##### SOURCE MATERIAL

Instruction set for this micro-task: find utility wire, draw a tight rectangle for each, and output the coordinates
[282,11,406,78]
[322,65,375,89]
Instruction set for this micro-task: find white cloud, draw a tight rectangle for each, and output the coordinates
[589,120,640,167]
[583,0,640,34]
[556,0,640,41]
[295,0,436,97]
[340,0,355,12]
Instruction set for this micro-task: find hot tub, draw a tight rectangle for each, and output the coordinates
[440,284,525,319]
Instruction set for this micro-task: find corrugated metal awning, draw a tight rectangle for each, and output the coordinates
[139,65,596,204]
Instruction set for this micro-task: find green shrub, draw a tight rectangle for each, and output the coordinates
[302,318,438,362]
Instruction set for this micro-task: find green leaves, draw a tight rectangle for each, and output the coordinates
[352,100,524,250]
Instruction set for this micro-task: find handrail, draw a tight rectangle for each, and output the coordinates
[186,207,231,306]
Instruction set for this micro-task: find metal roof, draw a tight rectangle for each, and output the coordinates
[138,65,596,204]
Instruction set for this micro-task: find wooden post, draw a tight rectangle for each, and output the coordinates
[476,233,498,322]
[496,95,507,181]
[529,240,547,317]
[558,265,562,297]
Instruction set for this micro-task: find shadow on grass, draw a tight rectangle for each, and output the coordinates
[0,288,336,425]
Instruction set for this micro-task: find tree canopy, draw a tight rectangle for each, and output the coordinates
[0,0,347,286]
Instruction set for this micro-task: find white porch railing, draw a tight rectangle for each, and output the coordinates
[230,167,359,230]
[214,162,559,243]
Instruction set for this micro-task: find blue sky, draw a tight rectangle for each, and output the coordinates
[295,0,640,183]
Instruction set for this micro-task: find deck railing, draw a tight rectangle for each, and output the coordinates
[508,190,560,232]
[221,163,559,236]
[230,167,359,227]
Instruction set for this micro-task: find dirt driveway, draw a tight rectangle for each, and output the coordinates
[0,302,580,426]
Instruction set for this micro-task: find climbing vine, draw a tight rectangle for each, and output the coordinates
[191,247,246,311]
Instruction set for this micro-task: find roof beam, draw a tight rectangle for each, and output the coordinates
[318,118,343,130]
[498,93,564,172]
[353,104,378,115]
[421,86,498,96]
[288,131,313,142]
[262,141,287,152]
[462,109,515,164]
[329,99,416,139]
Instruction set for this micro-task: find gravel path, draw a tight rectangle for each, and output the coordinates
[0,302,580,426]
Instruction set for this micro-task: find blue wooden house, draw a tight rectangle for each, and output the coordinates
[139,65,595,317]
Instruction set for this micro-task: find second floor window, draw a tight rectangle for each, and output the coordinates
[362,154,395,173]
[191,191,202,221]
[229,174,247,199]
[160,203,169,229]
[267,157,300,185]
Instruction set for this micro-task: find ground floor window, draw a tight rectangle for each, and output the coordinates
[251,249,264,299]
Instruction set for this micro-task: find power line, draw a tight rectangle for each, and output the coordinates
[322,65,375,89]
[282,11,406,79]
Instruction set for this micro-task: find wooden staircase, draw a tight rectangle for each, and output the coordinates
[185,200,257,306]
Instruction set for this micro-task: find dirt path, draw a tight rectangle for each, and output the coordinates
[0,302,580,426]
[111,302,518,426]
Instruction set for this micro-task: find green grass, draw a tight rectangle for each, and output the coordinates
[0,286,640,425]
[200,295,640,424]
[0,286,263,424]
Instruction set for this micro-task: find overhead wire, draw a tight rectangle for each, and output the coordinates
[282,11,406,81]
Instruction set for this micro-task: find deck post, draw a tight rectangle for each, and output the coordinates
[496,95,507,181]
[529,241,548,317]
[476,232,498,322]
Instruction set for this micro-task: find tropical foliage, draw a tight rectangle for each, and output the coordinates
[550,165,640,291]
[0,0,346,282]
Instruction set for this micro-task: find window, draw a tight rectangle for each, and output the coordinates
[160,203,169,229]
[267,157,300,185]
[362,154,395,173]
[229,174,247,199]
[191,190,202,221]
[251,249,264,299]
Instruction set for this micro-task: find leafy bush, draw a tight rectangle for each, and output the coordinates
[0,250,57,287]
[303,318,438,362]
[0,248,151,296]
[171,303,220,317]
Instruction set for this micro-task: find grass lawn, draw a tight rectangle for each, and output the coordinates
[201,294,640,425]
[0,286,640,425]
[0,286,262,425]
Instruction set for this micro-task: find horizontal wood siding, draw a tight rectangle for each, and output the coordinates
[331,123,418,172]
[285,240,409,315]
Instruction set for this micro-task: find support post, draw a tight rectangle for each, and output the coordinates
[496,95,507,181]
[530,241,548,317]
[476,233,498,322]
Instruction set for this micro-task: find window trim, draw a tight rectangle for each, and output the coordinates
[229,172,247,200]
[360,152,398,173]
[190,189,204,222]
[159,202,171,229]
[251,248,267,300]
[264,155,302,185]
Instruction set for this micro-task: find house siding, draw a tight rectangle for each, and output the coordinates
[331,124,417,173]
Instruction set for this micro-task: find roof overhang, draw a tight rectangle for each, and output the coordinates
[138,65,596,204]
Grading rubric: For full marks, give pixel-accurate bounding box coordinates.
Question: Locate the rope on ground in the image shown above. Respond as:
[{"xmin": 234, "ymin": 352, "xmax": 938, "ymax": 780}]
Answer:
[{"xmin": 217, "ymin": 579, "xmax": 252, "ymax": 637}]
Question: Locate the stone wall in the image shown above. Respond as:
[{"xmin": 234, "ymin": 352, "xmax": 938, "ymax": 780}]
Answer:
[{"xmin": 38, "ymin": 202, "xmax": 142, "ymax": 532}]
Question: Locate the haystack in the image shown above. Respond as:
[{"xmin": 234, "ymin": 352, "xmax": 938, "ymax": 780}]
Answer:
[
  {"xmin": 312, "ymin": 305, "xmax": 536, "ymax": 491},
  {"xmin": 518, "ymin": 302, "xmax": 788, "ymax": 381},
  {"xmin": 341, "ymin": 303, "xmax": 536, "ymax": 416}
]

##########

• **WHAT TO WORK ON**:
Please output the stretch of lines from the start of the source data through the line containing "[352,100,524,250]", both ends included, with every line reproduced unchanged.

• **COMPLETE RESPONSE**:
Instruction set for this micro-task: find utility wire, draw a tight rectangle for each, and output the coordinates
[282,11,406,78]
[322,65,375,89]
Instruction set for this micro-task: find white cloud, draw a tight rectangle for each, and output the coordinates
[589,120,640,167]
[583,0,640,34]
[556,0,640,41]
[295,0,436,97]
[340,0,355,12]
Instruction set for this micro-task: find hot tub, draw a tight rectangle for each, and output the coordinates
[440,284,525,319]
Instruction set for this micro-task: find corrugated metal awning, draw a tight rectangle for each, and output the coordinates
[139,65,596,204]
Instruction set for this micro-task: find green shrub, draw a tight rectangle for each, and output the coordinates
[302,318,438,362]
Instruction set for this micro-task: find green leaves, draw a tight rectangle for each, and output the coordinates
[352,100,524,250]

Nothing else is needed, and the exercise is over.